** PROBLEM TO WORK ON **
Without changing anything, set down every line shown below.

*** Block opens ***

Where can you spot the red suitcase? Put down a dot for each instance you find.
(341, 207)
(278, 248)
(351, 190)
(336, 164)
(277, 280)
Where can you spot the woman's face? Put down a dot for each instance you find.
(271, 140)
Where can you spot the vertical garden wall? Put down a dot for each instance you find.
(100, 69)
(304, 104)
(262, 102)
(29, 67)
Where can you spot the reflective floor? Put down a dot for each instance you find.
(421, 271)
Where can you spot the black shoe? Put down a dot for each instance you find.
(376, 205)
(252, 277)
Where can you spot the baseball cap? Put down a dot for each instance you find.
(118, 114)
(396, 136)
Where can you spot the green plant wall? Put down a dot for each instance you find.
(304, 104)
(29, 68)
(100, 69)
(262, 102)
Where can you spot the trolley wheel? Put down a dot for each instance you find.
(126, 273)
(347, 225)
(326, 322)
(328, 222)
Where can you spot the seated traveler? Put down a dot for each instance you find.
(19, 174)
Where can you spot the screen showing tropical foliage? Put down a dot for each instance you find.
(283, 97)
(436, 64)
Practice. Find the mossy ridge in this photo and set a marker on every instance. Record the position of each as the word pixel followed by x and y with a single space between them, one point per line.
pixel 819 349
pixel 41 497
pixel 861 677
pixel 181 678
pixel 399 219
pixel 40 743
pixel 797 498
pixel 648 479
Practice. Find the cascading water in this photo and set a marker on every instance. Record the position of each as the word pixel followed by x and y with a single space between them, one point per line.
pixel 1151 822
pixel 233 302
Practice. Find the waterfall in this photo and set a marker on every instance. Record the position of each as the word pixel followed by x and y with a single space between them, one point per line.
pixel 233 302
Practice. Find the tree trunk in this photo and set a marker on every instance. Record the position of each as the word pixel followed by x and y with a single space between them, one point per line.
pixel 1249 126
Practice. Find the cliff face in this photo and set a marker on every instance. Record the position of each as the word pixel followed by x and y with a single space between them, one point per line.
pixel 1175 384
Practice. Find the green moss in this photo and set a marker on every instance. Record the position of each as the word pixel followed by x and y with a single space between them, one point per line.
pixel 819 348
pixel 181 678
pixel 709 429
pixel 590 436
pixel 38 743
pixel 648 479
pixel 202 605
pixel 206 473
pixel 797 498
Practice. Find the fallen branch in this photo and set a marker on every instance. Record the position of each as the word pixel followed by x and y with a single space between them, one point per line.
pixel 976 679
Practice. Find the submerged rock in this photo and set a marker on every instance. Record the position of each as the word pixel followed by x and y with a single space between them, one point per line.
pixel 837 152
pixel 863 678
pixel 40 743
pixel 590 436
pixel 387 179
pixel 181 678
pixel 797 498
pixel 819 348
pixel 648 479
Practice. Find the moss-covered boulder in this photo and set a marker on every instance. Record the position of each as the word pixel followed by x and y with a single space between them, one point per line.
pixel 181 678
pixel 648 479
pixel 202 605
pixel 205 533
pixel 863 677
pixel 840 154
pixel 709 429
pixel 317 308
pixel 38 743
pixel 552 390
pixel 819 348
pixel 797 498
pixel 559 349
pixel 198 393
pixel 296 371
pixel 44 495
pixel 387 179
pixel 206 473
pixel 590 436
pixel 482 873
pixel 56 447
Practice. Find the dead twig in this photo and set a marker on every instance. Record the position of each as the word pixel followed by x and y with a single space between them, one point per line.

*** Block closes ***

** ANSWER SPACE **
Where can you spot the red suitcase? Put down a dot for each instance you find.
(341, 207)
(278, 248)
(351, 190)
(336, 164)
(277, 280)
Where can you spot the woman's face? Put down a dot for each instance you find.
(271, 140)
Where can you spot the vertical garden wall? Put down a dot for each instance you find.
(100, 69)
(304, 104)
(262, 102)
(29, 67)
Where can you spot the reflective floor? Put down a dot for each instance you find.
(421, 271)
Where can you spot the black shoe? Put down a dot for each instance you find.
(376, 205)
(252, 277)
Where can you spot the baseball cap? Put down a dot for each instance you find.
(118, 114)
(396, 136)
Where can you spot the green plant wall? Put down a dot for each instance you find.
(304, 104)
(29, 68)
(100, 69)
(262, 102)
Where can you spot the trolley wheel? Put down a dot for each instance you find.
(126, 273)
(347, 225)
(326, 322)
(328, 222)
Where can you spot the seated traveler? Put down a dot for each instance you find.
(19, 174)
Where can you spot the screen showing tropical foliage? Put down a dot for each instance you find.
(283, 97)
(436, 64)
Practice. Find the mossy ridge in this photo and set a marker on every instance. Record the position of each as the word pixel followed by x and y with a single space between them, one point per line.
pixel 819 349
pixel 41 497
pixel 861 677
pixel 181 678
pixel 399 219
pixel 40 743
pixel 797 498
pixel 648 479
Practice. Find the cascading water in this photo and set a marker on every instance. Record the position of each as the word pixel followed by x and y with a single space between them, one point per line.
pixel 1151 822
pixel 233 302
Practice. Find the waterfall in this photo and set a marker on every instance. Record the position of each as the word pixel followed by x and y with a single space between them, one point per line.
pixel 233 302
Practice. Find the tree trunk in this photo and set a marker on every instance. Record the position of each as the word pixel followed by x and y with a single space between them, one point per line.
pixel 1249 126
Practice. Find the cliff face in this photo and set a marker on every instance. Record the position of each as the word pixel followed by x and y with a single space between them, one point per line.
pixel 1175 384
Practice. Find the green moss in this photo and set a marker on every instance. Record the position of each as the word pixel followed by x and y with a single space between them, one point per line.
pixel 819 348
pixel 181 678
pixel 709 429
pixel 590 436
pixel 38 743
pixel 648 479
pixel 202 605
pixel 206 473
pixel 797 498
Practice. Find the fallen branch in this photo and set a marker on every instance. Record the position of each as the word pixel followed by x and y with a single space between them, one point per line.
pixel 976 679
Practice. Find the submerged rock in this photo and set a marker on every instance. Record the position of each as the word pixel followed by x and y with a single space between them, one point per line.
pixel 837 152
pixel 863 678
pixel 40 743
pixel 590 436
pixel 387 179
pixel 181 678
pixel 797 498
pixel 819 348
pixel 648 479
Practice. Find the moss-covered boulder in this photo and set a marker on every instance. Record the position of each as the word pixel followed by x and y with a single space between them, one point per line.
pixel 181 678
pixel 648 479
pixel 202 605
pixel 205 533
pixel 863 677
pixel 840 154
pixel 709 429
pixel 317 308
pixel 38 743
pixel 552 390
pixel 819 348
pixel 797 498
pixel 559 349
pixel 198 393
pixel 296 371
pixel 44 495
pixel 387 179
pixel 206 473
pixel 590 436
pixel 482 873
pixel 56 447
Practice. Find the dead twig in this photo and set a marker on every instance. Record the position of each as the word pixel followed by x and y with a single space between them, one point per line.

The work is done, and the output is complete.